**Task details:**
Please quote the items word for word, from the line containing "Where can the digital" through the last line, including both ends. Leave the pictures out of your answer.

**Source records:**
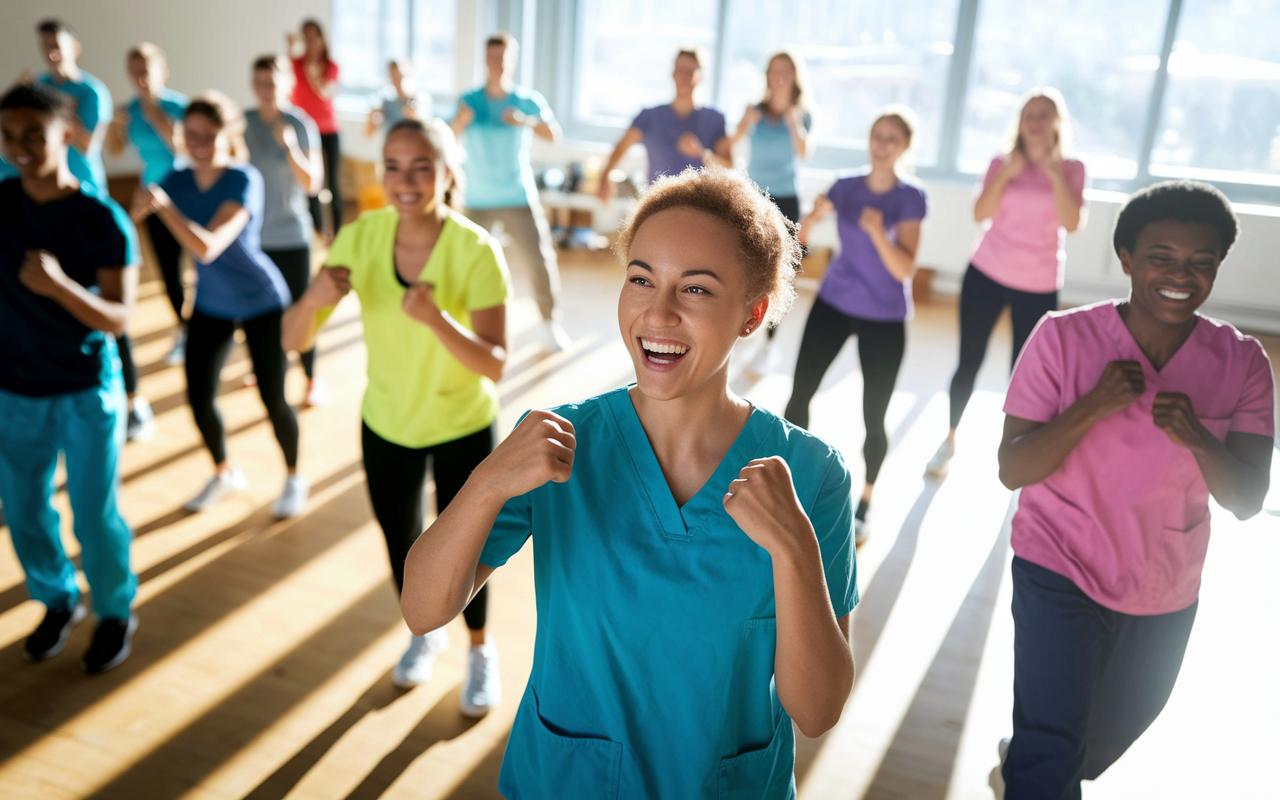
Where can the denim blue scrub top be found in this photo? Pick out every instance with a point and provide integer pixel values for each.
(653, 664)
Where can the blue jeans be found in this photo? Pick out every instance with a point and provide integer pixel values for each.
(88, 428)
(1087, 682)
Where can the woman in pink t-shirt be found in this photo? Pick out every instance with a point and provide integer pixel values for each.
(1123, 419)
(314, 86)
(1033, 197)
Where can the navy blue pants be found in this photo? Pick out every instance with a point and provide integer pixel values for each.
(1087, 682)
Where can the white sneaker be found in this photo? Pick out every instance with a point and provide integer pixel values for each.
(554, 337)
(218, 487)
(141, 423)
(483, 688)
(318, 393)
(415, 666)
(293, 501)
(941, 461)
(178, 355)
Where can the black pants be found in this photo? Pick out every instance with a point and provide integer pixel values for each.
(397, 476)
(296, 266)
(169, 257)
(332, 152)
(209, 342)
(880, 350)
(1087, 682)
(981, 302)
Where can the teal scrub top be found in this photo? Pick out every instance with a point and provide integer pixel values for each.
(653, 663)
(499, 174)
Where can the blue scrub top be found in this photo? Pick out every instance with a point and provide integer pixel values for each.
(653, 664)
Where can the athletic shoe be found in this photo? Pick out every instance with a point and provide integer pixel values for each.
(941, 461)
(318, 393)
(50, 636)
(112, 644)
(178, 355)
(997, 776)
(141, 424)
(219, 485)
(415, 666)
(483, 688)
(554, 337)
(293, 501)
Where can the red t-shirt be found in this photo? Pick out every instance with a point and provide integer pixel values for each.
(305, 96)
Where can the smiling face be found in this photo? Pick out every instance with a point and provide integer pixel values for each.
(684, 302)
(33, 141)
(205, 140)
(414, 176)
(1173, 268)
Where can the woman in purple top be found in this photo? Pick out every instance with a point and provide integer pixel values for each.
(676, 135)
(867, 291)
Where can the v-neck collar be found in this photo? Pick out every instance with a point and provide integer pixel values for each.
(1142, 353)
(680, 521)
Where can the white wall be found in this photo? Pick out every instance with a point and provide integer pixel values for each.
(209, 44)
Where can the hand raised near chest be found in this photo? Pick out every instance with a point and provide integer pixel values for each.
(419, 305)
(764, 504)
(539, 451)
(1120, 384)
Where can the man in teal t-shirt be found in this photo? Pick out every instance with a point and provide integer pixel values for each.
(91, 97)
(497, 123)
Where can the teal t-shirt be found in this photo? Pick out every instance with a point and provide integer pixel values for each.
(498, 170)
(653, 662)
(156, 155)
(92, 101)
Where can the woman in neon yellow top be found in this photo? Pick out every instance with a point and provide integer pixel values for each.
(433, 289)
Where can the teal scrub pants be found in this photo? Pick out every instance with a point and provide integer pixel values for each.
(88, 428)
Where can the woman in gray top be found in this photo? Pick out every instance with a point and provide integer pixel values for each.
(284, 146)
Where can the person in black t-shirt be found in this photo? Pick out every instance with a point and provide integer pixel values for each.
(68, 278)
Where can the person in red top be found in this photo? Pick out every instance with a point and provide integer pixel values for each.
(314, 87)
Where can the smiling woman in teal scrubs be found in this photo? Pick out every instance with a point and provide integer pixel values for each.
(693, 554)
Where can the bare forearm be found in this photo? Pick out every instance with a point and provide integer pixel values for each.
(440, 567)
(814, 666)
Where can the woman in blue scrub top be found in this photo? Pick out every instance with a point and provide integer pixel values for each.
(693, 554)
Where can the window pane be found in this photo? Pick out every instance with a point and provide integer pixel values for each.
(1101, 54)
(862, 56)
(434, 32)
(1221, 108)
(627, 51)
(356, 40)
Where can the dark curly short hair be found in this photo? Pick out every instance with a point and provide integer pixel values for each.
(1185, 201)
(37, 96)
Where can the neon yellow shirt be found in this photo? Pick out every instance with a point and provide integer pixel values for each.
(419, 394)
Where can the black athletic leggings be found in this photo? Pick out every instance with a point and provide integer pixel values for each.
(981, 302)
(296, 266)
(169, 257)
(880, 350)
(397, 476)
(209, 342)
(332, 154)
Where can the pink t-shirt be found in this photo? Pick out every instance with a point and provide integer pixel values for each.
(1024, 247)
(1127, 515)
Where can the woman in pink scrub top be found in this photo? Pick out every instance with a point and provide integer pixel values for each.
(1033, 197)
(1123, 419)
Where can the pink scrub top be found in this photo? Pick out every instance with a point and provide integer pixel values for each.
(1127, 517)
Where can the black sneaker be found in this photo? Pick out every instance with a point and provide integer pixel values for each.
(50, 636)
(110, 645)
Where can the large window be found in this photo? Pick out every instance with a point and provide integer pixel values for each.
(1101, 54)
(860, 55)
(368, 33)
(1221, 110)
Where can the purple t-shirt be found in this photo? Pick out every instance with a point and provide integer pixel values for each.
(662, 128)
(858, 283)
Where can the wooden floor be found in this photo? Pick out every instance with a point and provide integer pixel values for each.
(263, 663)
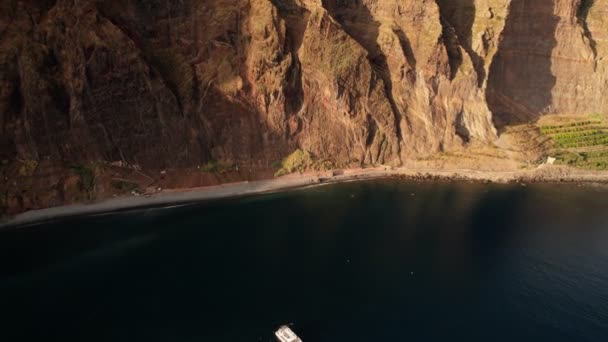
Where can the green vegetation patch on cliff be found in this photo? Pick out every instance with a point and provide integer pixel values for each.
(581, 143)
(301, 161)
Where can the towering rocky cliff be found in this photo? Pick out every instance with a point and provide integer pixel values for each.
(158, 84)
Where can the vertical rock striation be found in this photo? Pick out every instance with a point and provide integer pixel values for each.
(160, 84)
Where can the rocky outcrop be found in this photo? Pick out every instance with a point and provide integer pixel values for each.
(551, 60)
(157, 84)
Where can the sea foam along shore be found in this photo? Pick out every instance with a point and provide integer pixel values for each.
(545, 173)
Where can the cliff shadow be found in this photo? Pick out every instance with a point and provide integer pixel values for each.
(359, 23)
(457, 19)
(520, 79)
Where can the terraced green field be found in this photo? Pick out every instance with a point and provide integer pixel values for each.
(581, 143)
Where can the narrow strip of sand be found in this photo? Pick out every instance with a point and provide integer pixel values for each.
(184, 196)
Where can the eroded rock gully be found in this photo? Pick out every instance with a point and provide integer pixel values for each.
(162, 84)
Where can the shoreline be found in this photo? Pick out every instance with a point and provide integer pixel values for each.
(172, 197)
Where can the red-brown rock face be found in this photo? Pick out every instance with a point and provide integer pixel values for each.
(168, 83)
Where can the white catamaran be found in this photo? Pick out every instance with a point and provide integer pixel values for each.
(285, 334)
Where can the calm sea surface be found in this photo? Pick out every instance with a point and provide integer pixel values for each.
(375, 261)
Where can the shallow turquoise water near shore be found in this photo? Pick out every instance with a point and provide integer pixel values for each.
(370, 261)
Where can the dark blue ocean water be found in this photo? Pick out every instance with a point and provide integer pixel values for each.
(375, 261)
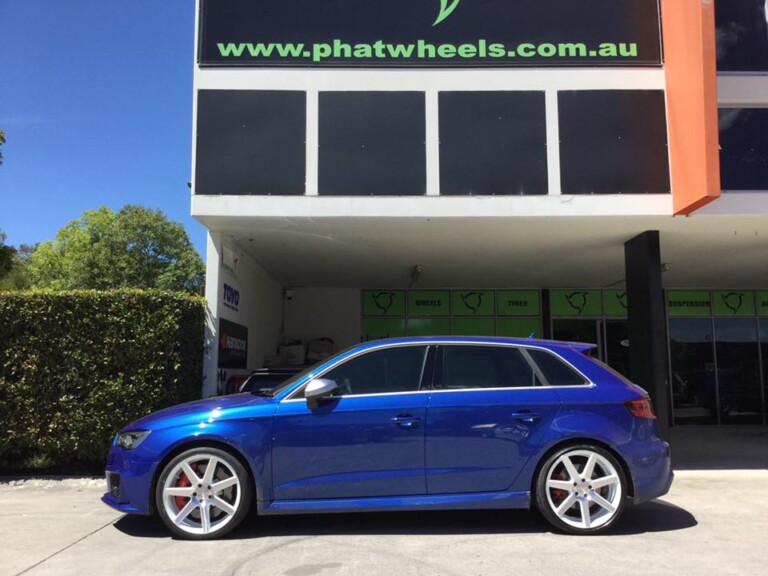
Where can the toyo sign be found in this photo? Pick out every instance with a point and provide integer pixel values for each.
(429, 33)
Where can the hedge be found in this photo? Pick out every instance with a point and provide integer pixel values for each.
(76, 366)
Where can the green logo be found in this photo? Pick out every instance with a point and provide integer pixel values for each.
(733, 301)
(446, 9)
(473, 300)
(577, 300)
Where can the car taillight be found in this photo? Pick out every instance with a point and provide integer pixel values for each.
(641, 408)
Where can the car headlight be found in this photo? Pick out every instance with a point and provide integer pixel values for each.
(132, 439)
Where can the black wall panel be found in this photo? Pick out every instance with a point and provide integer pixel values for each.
(492, 143)
(251, 142)
(372, 144)
(613, 142)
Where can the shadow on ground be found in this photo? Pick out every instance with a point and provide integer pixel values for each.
(656, 516)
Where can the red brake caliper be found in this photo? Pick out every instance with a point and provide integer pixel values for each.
(557, 494)
(183, 482)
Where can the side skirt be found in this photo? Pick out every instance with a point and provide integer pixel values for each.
(473, 501)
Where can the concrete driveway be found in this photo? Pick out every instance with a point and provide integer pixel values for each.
(712, 522)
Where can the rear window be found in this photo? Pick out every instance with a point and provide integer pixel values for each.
(555, 370)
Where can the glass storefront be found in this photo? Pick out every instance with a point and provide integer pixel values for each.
(717, 345)
(718, 340)
(692, 361)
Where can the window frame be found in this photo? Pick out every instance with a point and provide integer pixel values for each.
(426, 380)
(438, 367)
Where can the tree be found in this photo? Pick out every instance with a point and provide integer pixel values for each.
(7, 254)
(133, 248)
(13, 266)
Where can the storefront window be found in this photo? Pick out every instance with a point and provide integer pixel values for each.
(742, 35)
(764, 361)
(692, 359)
(738, 370)
(744, 148)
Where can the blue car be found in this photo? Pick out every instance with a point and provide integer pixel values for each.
(403, 424)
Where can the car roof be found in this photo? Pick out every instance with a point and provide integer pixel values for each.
(535, 342)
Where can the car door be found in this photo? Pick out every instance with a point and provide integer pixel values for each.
(486, 417)
(366, 440)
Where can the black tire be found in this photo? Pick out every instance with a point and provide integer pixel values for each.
(209, 505)
(582, 505)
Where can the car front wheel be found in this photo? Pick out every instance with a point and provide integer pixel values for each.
(581, 489)
(203, 493)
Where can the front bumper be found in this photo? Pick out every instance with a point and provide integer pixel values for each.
(129, 482)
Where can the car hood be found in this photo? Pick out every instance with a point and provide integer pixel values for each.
(209, 409)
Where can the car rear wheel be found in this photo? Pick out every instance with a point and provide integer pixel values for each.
(203, 494)
(581, 489)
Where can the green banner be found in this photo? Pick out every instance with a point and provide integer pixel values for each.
(570, 303)
(378, 328)
(474, 327)
(615, 303)
(733, 303)
(518, 327)
(689, 303)
(383, 302)
(429, 327)
(762, 303)
(518, 302)
(429, 303)
(472, 303)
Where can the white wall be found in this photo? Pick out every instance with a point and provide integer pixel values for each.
(323, 312)
(259, 308)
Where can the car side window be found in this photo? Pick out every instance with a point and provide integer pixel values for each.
(468, 367)
(555, 370)
(397, 369)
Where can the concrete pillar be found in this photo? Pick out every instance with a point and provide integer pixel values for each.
(648, 352)
(212, 287)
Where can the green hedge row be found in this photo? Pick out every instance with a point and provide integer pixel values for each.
(76, 366)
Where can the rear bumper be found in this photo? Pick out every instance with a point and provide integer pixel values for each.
(651, 471)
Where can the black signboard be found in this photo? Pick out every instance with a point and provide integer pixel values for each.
(233, 345)
(429, 33)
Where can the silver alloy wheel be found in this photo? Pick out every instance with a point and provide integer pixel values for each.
(201, 494)
(584, 489)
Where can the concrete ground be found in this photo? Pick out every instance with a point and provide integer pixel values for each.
(713, 521)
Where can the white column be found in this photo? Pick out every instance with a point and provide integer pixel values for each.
(212, 297)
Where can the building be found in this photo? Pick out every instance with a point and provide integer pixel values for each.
(566, 168)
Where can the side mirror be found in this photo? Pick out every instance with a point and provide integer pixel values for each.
(317, 389)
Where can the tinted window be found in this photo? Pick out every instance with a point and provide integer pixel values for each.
(250, 142)
(485, 367)
(372, 144)
(379, 372)
(744, 148)
(555, 370)
(742, 35)
(613, 142)
(492, 143)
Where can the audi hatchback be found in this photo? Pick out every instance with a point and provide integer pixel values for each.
(403, 424)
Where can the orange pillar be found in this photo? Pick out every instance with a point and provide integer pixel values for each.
(688, 28)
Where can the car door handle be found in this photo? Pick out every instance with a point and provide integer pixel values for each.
(526, 416)
(406, 421)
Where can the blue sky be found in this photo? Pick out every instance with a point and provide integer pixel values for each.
(96, 105)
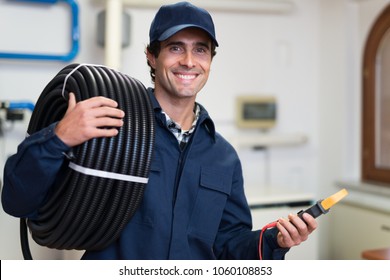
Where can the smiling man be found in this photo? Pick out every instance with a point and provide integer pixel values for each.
(194, 206)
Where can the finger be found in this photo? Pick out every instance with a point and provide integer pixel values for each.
(99, 101)
(107, 122)
(71, 102)
(102, 112)
(310, 222)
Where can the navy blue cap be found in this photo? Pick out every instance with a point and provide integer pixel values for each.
(170, 19)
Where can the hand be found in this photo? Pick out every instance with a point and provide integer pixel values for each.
(87, 119)
(293, 231)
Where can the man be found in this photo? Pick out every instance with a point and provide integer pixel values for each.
(194, 205)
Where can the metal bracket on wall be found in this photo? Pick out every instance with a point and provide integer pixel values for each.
(74, 35)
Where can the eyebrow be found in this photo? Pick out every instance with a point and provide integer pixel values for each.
(180, 43)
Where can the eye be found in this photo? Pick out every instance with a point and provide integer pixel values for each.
(175, 48)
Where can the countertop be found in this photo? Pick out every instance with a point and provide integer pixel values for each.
(272, 195)
(376, 197)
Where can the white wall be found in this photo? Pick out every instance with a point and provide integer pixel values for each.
(307, 58)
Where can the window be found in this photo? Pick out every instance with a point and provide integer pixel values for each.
(376, 102)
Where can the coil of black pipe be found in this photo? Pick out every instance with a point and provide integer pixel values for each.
(87, 212)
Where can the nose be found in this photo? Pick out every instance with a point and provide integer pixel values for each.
(188, 60)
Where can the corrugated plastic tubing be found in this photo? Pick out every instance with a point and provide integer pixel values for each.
(87, 212)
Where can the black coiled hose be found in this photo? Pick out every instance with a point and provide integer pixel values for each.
(87, 212)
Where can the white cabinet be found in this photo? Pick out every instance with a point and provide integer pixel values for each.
(355, 228)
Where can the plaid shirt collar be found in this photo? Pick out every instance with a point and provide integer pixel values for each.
(181, 135)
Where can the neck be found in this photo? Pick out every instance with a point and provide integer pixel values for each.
(180, 110)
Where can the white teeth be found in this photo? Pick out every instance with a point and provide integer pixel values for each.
(186, 77)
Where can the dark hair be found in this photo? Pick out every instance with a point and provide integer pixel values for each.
(155, 47)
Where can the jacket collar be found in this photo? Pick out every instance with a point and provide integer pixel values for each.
(204, 118)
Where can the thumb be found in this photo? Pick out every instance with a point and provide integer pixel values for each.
(71, 102)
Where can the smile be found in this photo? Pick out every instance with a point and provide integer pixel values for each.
(186, 77)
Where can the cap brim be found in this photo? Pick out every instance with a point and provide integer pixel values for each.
(173, 30)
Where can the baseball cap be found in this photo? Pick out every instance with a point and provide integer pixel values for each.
(170, 19)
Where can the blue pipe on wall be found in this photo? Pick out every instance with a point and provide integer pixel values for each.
(17, 105)
(75, 37)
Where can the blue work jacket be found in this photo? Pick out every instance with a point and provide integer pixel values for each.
(194, 206)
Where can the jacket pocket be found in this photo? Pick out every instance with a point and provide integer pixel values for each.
(214, 190)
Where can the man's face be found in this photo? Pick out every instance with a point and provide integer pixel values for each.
(183, 65)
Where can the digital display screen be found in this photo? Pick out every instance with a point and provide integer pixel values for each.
(259, 111)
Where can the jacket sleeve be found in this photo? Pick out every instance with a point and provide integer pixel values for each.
(236, 239)
(29, 174)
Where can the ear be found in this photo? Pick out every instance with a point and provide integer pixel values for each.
(152, 60)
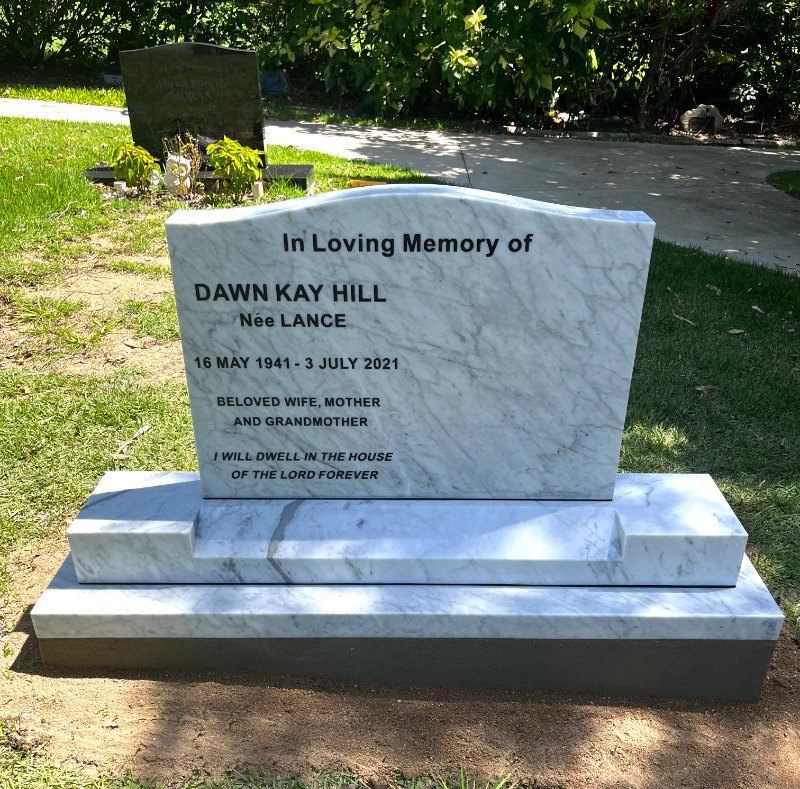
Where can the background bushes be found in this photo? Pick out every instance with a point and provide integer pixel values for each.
(648, 58)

**Written answer:**
Where can the digital display screen be found in this photo? Pick out every instance with a point and provide integer pixel values for each.
(259, 111)
Where can the jacket sleeve be found in this photo? Pick out every instance with a point and provide integer pixel values for each.
(236, 239)
(29, 174)
Where can the ear be found in this photo? Pick out every instance with a point and provide integer pixel values for each.
(152, 60)
Where can the background bushes be found in this photo? Pick out every instance with a point and provide integer pixel values for each.
(648, 58)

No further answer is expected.